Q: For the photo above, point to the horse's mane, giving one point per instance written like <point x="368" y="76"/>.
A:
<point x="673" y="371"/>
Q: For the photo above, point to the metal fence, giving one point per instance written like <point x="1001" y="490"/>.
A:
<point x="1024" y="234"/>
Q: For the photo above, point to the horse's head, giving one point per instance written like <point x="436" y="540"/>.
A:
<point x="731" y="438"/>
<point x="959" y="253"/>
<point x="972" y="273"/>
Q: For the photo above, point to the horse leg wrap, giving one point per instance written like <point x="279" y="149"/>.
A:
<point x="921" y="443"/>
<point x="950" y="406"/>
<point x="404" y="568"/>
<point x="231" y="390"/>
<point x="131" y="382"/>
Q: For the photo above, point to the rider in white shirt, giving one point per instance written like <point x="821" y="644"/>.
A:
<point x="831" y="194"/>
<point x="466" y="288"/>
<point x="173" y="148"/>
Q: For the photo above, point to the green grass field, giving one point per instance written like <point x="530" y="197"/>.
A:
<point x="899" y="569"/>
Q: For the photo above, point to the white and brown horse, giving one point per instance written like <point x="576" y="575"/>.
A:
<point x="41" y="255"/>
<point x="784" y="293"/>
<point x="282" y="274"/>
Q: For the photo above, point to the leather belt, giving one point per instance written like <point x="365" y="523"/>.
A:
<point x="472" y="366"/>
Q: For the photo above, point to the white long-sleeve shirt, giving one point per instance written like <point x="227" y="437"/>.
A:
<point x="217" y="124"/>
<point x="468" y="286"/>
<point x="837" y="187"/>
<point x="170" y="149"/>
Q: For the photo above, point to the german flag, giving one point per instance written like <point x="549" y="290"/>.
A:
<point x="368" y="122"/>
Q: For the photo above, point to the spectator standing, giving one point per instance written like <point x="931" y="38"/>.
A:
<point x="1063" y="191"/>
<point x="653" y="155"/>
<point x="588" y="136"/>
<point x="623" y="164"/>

---

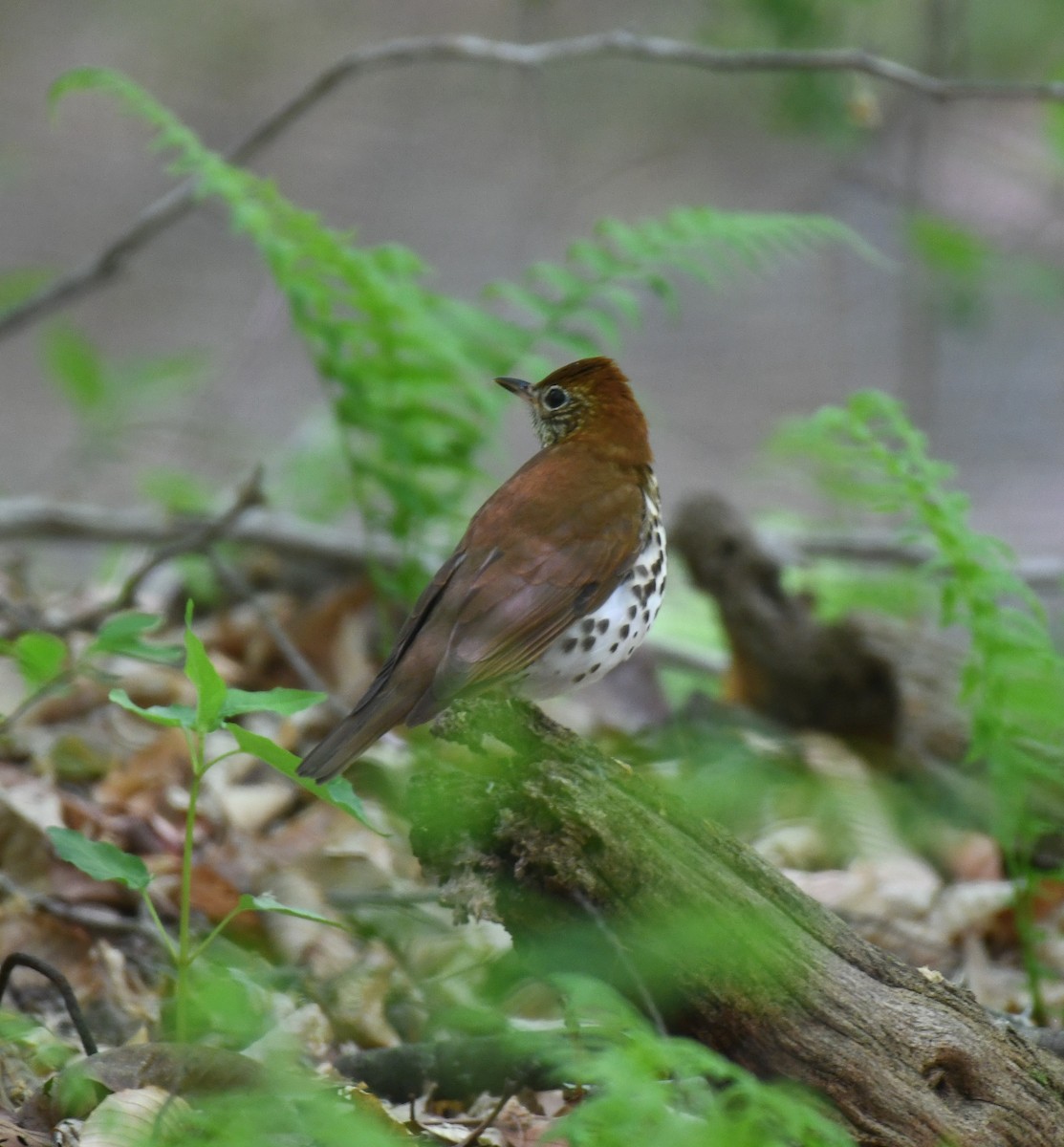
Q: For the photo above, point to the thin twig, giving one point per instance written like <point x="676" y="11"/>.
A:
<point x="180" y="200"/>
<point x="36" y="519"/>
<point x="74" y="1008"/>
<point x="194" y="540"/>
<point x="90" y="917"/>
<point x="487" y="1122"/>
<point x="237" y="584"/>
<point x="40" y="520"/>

Work to be completed »
Each line that includes the string "giving" should be copied from the data.

Task solution »
Q: For the photo above, point to the horse's mane, giving one point per instance written like <point x="368" y="76"/>.
Q: For the photo above, point to the metal fence, giving one point per instance written like <point x="1001" y="490"/>.
Q: For the photo above, point to the horse's head, giving one point per instance written like <point x="436" y="540"/>.
Q: For the photo above, point to the horse leg wrap, giving one point per instance written like <point x="279" y="149"/>.
Q: For the photo above, point to the rider in white shirt, giving one point per instance written like <point x="821" y="644"/>.
Q: For the photo above, point to the green grass field, giving one point per instance written like <point x="530" y="197"/>.
Q: For the photo above, point to the white and brown horse, giving one point per instance written like <point x="576" y="575"/>.
Q: For the photo above, point to the leather belt, giving one point per instance written like <point x="365" y="523"/>.
Q: For the photo above, point to the white long-sleeve shirt, giving one point per instance written like <point x="227" y="437"/>.
Q: For the photo above, point to the german flag, giving one point per instance written like <point x="549" y="290"/>.
Q: For the photo above, point to the spectator standing, giving one point per instance written like <point x="931" y="38"/>.
Q: For the photo above, point to the thin twig, giving one point per instance written like <point x="676" y="11"/>.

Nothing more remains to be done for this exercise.